KUTIPAN TEKS:
◆ ◆ ◆ ◆
Banda Aceh – MoU Helsinki dan UU Nomor 11 Tahun 2006 tentang Pemerintahan Aceh (UUPA) merupakan modal bagi perdamaian Aceh, namun modal tersebut belum bisa sepenuhnya dilaksanakan, karena masih adanya beberapa aturan pelaksanaan teknis seperti Peraturan Pemerintah (PP) dan Peraturan Presiden (Perpres), yang belum rampung.

Hai itu disampaikan anggota tim Aceh Peace Advisorry Committe (APAC), Mawardi Ismail dalam Workshop Bina Perdamaian Aceh, di Hotel Asean International, Medan-Sumatera Utara, Sabtu (3/4/2010). Acara tersebut didukung Aceh Recovery Forum (ARF) dan USAID–SERASI.

Menurut Mawardi, belum siapnya sejumlah aturan pelaksanaan UUPA, juga merupakan tantangan dari perdamaian Aceh. Sebagian PP dan Perpres memang sudah ada, tapi tak sampai 50 persen dari yang seharusnya. “Hal itu berpengaruh dalam mewujudkan penguatan perdamaian seperti diharapkan masyarakat. Aturan tersebut belum lengkap, sedang dalam proses. Mudah-mudahan dalam waktu dekat akan terlaksana,” ujarnya.

Mawardi mengatakan, saat ini Aceh punya kewenangan yang lebih besar dibandingkan dengan provinsi lain dalam berbagai bidang. Juga punya banyak uang. “Apakah dengan keuangan dan kewenangan yang besar, kita mampu membuat kesejahteraan lebih baik. bolanya ada di kita, terserah kita. Semua ini akan pengaruh pada bina perdamaian?” tanya Mawardi di hadapan peserta Workshop yang dihadiri tokoh masyarakat dari sejumlah kabupaten/kota di Aceh, seperti Aceh Singkil, Subulussalam, Aceh Tenggara, Gayo Lues, Aceh Tamiang dan Kota Langsa..
◆ ◆ ◆ ◆
DATA YANG DIBERIKAN:
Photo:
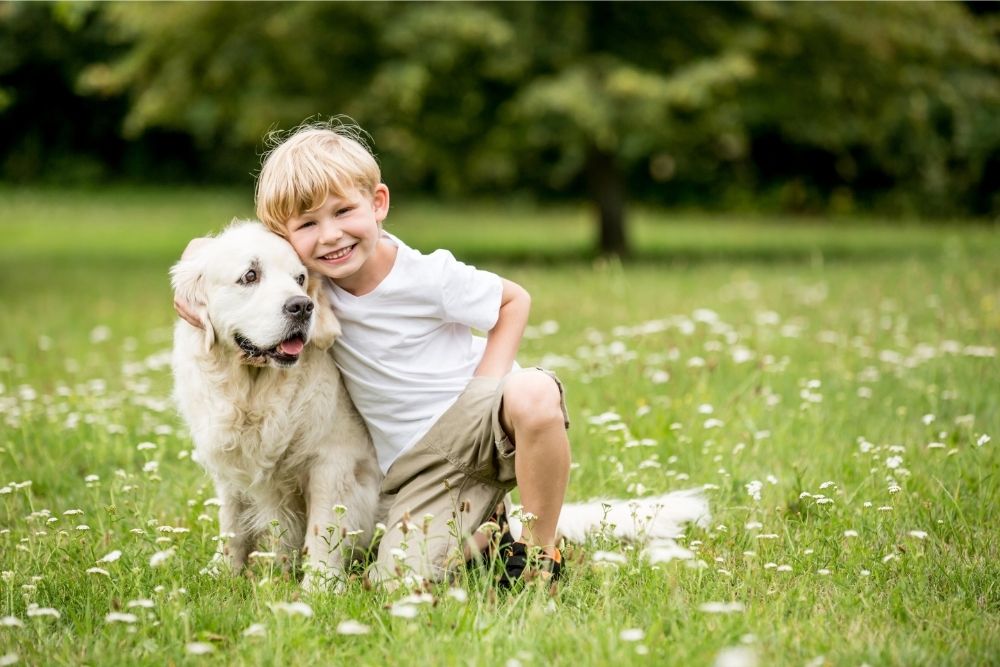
◆ ◆ ◆ ◆
DAFTAR TUGAS:
A - Sebutkan semua kabupaten dan kota yang menurut berita tentang perdamaian Aceh menjadi asal tokoh masyarakat peserta workshop.
B - Lanjutkan berita tentang perdamaian Aceh, dimulai setelah kalimat terakhirnya.
Baris-baris data merupakan bahan tersendiri yang terpisah dari berita tentang perdamaian Aceh.

JAWABAN:
A - Aceh Singkil, Subulussalam, Aceh Tenggara, Gayo Lues, Aceh Tamiang, dan Kota Langsa.

B -
Mawardi menegaskan, kalau dana dan kewenangan tersebut tidak mampu mensejahterakan masyarakat, perdamaian Aceh bisa saja terancam. Hal ini juga mengacu kepada pengalaman di belahan negara lain yang mempunyai sejarah konflik. Umumnya dalam 10 tahun, kalau damai tidak mampu dipelihara baik, maka konflik akan berulang kembali.

Ketua Tim APAC, Prof Yusni Saby, mengatakan, workshop tersebut dilaksanakan untuk mengumpulkan ide-ide dan pemikiran dari para tokoh masyarakat di Aceh untuk penyempurnaan hasil penelitian Tim APAC terkait bina perdamaian di Aceh.

Selain itu, tim APAC mengukur sejauhmana pelaksanaan MoU dan UUPA di Aceh, pascakonflik. “Semua hasil nantinya akan kita rangkum untuk kami rekomendasikan ke pemerintah baik pusat maupun daerah sebagai pemikiran bersama,” ujar Yusni Saby.

Sementara itu, Ketua MAA Kota Langsa, Yahya Hanafiah menilai UUPA belum berjalan sempurna. Proses penguatan perdamaian Aceh sangat tergantung kepada bagaimana upaya pemerintah dalam mensejahterakan masyarakat. “Damai akan hancur kalau tak memperhatikan pengangguran dan lapangan kerja bagi masyarakat,” katanya.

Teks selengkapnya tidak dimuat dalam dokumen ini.